=== Excerpted text ===

India, and before independence the Indian National Congress, had an extraordinarily long virtual alliance (1919-91) with the Arab states of the Middle East. This entailed non-recognition of the state of Israel despite its growing military and economic power since the 1960s, which would seem to require an at least even-handed approach to the two contesting sides in the Palestinian dispute. I posit that this assumes an excessively rational view of international relations; countries also develop irrational or what I call ‘sentimental’ attachments to other countries, which may cause an alliance to persist long after it has ceased to serve national interests or even become detrimental to those interests.
 
In this paper, I propose to give some historical examples and examine the ambiguities of sentiment and national interest, which make a clear-cut judgment of motivations and consequences difficult. In short, rather than a definitive verdict of an alliance as ‘contrary to national interest’ because of irrational sentiments, more usually an on-balance judgment is the best we can reach. One of the strongest reasons for alliance is against a common foe. This is backed by British Prime Minister Sir Winston Churchill's famous remark in 1941 when Nazi Germany attacked the Soviet Union – a long-time outcast to the capitalist powers – that 'he would ally Britain with the devil himself if it helped to defeat the Nazis'.  Sure enough, as soon as Germany was defeated, the victors quarrelled over the spoils in Eastern Europe and within a year Churchill was coining the term 'iron curtain' and launching the 40-year-long Cold War (1947–91). The pro-Soviet sentiment during World War II (1939-45) was limited to public speeches and the propaganda fed to domestic audiences. Negative elite sentiment quickly overrode short-term interest when the mutual foe was eliminated.

===

* _Stated exercise 1_
According to the excerpt on India and the Arab states, what term did Churchill coin within a year of Germany's defeat?
* _Stated exercise 2_
Reproduce the excerpt on India and the Arab states from "India, and before" to "to those interests." word for word.

=== Material shown ===

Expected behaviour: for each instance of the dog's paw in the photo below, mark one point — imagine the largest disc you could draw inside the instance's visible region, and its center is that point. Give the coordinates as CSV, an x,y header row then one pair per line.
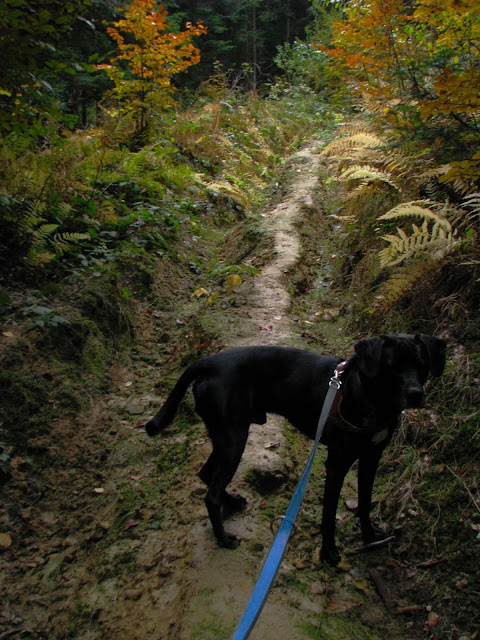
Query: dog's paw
x,y
330,555
232,503
373,534
229,541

===

* _Correct response 1_
The term "iron curtain."

* _Correct response 2_
India, and before independence the Indian National Congress, had an extraordinarily long virtual alliance (1919-91) with the Arab states of the Middle East. This entailed non-recognition of the state of Israel despite its growing military and economic power since the 1960s, which would seem to require an at least even-handed approach to the two contesting sides in the Palestinian dispute. I posit that this assumes an excessively rational view of international relations; countries also develop irrational or what I call ‘sentimental’ attachments to other countries, which may cause an alliance to persist long after it has ceased to serve national interests or even become detrimental to those interests.